#### Saved data entries:
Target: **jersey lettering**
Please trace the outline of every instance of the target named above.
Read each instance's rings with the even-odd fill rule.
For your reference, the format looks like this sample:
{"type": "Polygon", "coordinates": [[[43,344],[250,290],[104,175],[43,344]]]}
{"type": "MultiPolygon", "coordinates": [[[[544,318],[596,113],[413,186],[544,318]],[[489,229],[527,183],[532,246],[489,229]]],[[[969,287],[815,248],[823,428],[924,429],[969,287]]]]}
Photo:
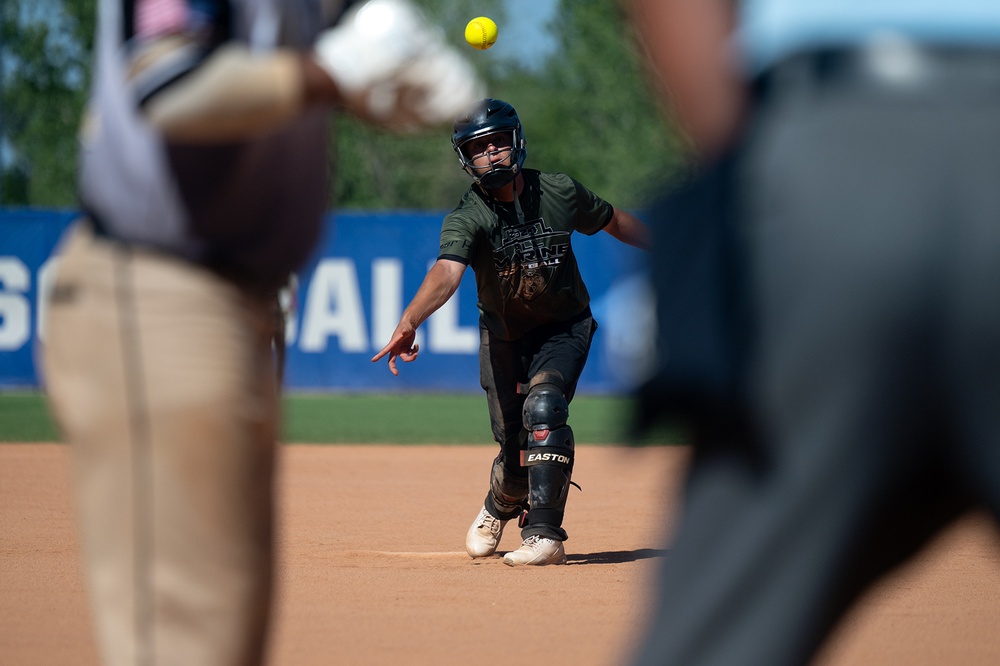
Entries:
{"type": "Polygon", "coordinates": [[[569,253],[569,232],[555,231],[538,218],[506,226],[493,263],[505,298],[530,302],[549,288],[554,269],[569,253]]]}

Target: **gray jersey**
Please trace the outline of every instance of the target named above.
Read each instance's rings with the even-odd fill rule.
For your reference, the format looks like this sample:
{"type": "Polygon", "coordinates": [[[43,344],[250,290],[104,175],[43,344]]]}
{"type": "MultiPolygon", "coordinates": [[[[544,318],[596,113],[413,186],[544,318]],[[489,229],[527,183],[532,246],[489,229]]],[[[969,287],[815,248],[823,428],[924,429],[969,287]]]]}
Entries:
{"type": "MultiPolygon", "coordinates": [[[[327,112],[317,109],[252,141],[169,144],[143,120],[126,76],[129,12],[136,3],[100,2],[80,157],[84,209],[123,242],[182,256],[241,282],[281,283],[306,259],[321,228],[327,112]]],[[[306,49],[324,27],[319,4],[220,2],[216,20],[225,23],[228,39],[255,50],[306,49]]]]}

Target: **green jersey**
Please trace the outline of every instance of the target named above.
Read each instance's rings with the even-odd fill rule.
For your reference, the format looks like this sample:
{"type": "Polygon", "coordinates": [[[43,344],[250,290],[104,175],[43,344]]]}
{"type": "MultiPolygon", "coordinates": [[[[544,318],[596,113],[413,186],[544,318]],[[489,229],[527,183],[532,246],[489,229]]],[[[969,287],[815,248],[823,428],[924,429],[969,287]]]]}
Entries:
{"type": "Polygon", "coordinates": [[[611,204],[565,174],[525,169],[513,202],[472,187],[441,225],[439,259],[472,266],[483,323],[503,340],[566,321],[583,312],[590,294],[580,276],[570,236],[603,229],[611,204]]]}

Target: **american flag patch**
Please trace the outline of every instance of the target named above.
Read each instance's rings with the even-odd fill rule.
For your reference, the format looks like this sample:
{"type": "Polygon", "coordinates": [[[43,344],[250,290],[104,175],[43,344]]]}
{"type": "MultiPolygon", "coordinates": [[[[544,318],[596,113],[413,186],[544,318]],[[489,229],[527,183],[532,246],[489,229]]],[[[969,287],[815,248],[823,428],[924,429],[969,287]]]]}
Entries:
{"type": "Polygon", "coordinates": [[[183,32],[189,17],[186,0],[139,0],[135,8],[135,33],[149,39],[183,32]]]}

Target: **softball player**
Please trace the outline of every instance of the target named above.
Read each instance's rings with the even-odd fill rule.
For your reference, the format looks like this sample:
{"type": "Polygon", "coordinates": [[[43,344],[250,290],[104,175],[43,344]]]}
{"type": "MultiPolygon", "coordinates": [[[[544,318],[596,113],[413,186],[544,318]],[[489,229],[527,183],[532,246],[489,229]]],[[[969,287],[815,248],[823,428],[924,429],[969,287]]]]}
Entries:
{"type": "Polygon", "coordinates": [[[479,97],[405,0],[338,4],[100,2],[44,366],[106,664],[261,661],[275,293],[320,232],[328,112],[409,130],[479,97]]]}
{"type": "Polygon", "coordinates": [[[514,107],[484,99],[455,122],[452,145],[474,181],[441,227],[441,249],[389,343],[372,358],[416,359],[417,327],[451,298],[466,267],[480,311],[480,379],[493,437],[490,490],[466,537],[472,557],[493,555],[520,518],[516,565],[566,561],[562,528],[575,456],[569,403],[597,322],[570,244],[602,229],[644,247],[647,230],[564,174],[524,169],[527,147],[514,107]]]}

#### Activity:
Repeat every record exactly, but not the pictures.

#### Exercise output:
Target: **jersey lettering**
Please trace the outline of every instance of the target named above.
Read each instance's rings with the even-odd fill rule.
For your reference, the format looks like this sample:
{"type": "Polygon", "coordinates": [[[43,344],[250,290],[104,175],[43,344]]]}
{"type": "MultiPolygon", "coordinates": [[[[544,318],[596,113],[413,186],[544,318]],[[489,229],[527,183],[532,246],[489,229]]],[[[969,287],[815,248],[823,428],[924,429],[969,287]]]]}
Photo:
Entries:
{"type": "Polygon", "coordinates": [[[569,253],[569,232],[555,231],[538,218],[506,226],[493,263],[505,298],[530,302],[549,288],[554,269],[569,253]]]}

Target: **gray jersey**
Please trace the outline of every instance of the target named above.
Read each instance's rings with the even-odd fill rule.
For your reference, the format looks like this sample:
{"type": "Polygon", "coordinates": [[[43,344],[250,290],[104,175],[43,344]]]}
{"type": "MultiPolygon", "coordinates": [[[[544,318],[596,113],[413,186],[544,318]],[[489,229],[527,183],[532,246],[489,229]]],[[[969,287],[815,248],[823,428],[924,429],[969,287]]]]}
Entries:
{"type": "MultiPolygon", "coordinates": [[[[327,112],[317,109],[252,141],[169,144],[143,120],[126,76],[129,12],[136,3],[100,2],[80,157],[84,209],[123,242],[182,256],[241,282],[281,283],[306,259],[321,228],[327,112]]],[[[306,49],[324,27],[319,4],[220,2],[216,20],[225,23],[228,39],[255,50],[306,49]]]]}

Target: **green jersey**
Please trace the outline of every instance of the target named above.
Read each instance's rings with the even-odd fill rule.
For your reference, the format looks like this sample:
{"type": "Polygon", "coordinates": [[[43,344],[250,290],[104,175],[43,344]]]}
{"type": "MultiPolygon", "coordinates": [[[[544,318],[596,113],[413,186],[544,318]],[[489,229],[527,183],[532,246],[489,229]]],[[[969,287],[815,248],[823,428],[924,429],[969,287]]]]}
Entries:
{"type": "Polygon", "coordinates": [[[611,204],[565,174],[525,169],[513,202],[472,187],[441,225],[439,259],[472,266],[483,323],[503,340],[566,321],[583,312],[590,294],[580,276],[570,236],[603,229],[611,204]]]}

Target: **american flag patch**
Please trace the outline of every instance of the target named above.
Read each instance's rings with the even-odd fill rule.
For your reference, the format looks like this sample:
{"type": "Polygon", "coordinates": [[[43,344],[250,290],[104,175],[43,344]]]}
{"type": "MultiPolygon", "coordinates": [[[[544,318],[596,113],[413,186],[544,318]],[[489,229],[527,183],[532,246],[489,229]]],[[[969,287],[815,248],[823,428],[924,429],[969,287]]]]}
Entries:
{"type": "Polygon", "coordinates": [[[183,32],[189,17],[186,0],[139,0],[135,8],[135,33],[149,39],[183,32]]]}

Target: **softball player**
Please trace the outline of every instance of the target named above.
Read each instance's rings with the even-odd fill rule.
For your reference, the format looks like this sample:
{"type": "Polygon", "coordinates": [[[43,344],[250,290],[104,175],[43,344]]]}
{"type": "MultiPolygon", "coordinates": [[[[544,318],[596,113],[413,186],[544,318]],[[489,229],[527,183],[532,246],[489,229]]],[[[969,287],[815,248],[823,428],[924,429],[969,287]]]]}
Entries:
{"type": "Polygon", "coordinates": [[[479,97],[405,0],[338,4],[100,2],[44,366],[106,664],[261,661],[275,293],[320,232],[328,112],[409,130],[479,97]]]}
{"type": "Polygon", "coordinates": [[[514,107],[484,99],[455,122],[452,145],[474,181],[441,227],[441,249],[389,343],[372,358],[416,359],[417,327],[451,298],[466,267],[480,311],[480,379],[493,437],[490,490],[466,537],[472,557],[493,555],[520,518],[516,565],[566,561],[562,528],[575,456],[569,403],[597,322],[570,244],[602,229],[644,247],[647,230],[564,174],[524,169],[527,147],[514,107]]]}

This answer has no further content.